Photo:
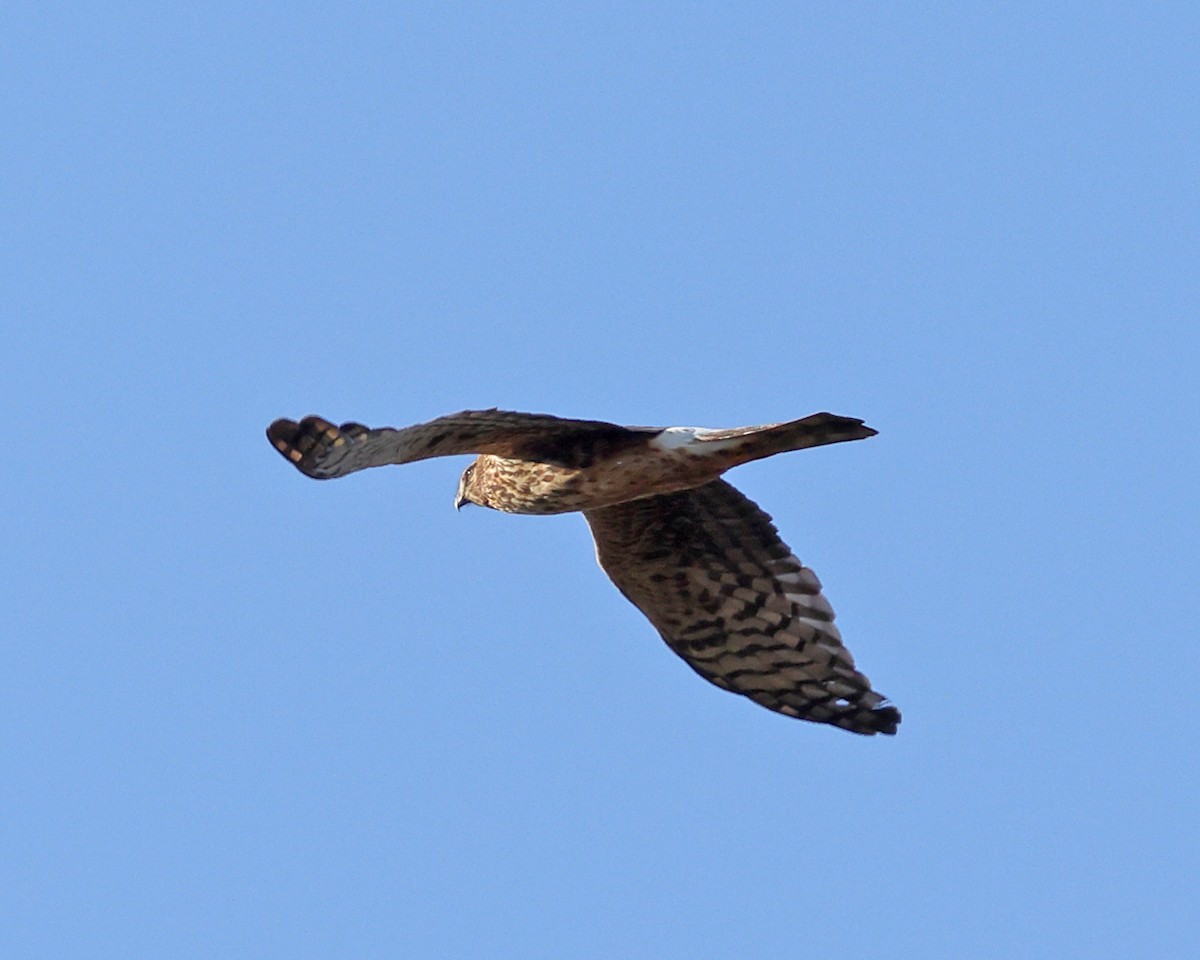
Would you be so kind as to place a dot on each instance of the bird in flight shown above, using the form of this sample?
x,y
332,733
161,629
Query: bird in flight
x,y
699,558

Exercise prompt
Excluding the pictures, reproduce every entry exactly as given.

Answer to the exercise
Photo:
Would you be so kind as to place a dot on each instance of the bird in flight shown above, using the form of this sample?
x,y
332,733
161,629
Query: bird in flight
x,y
699,558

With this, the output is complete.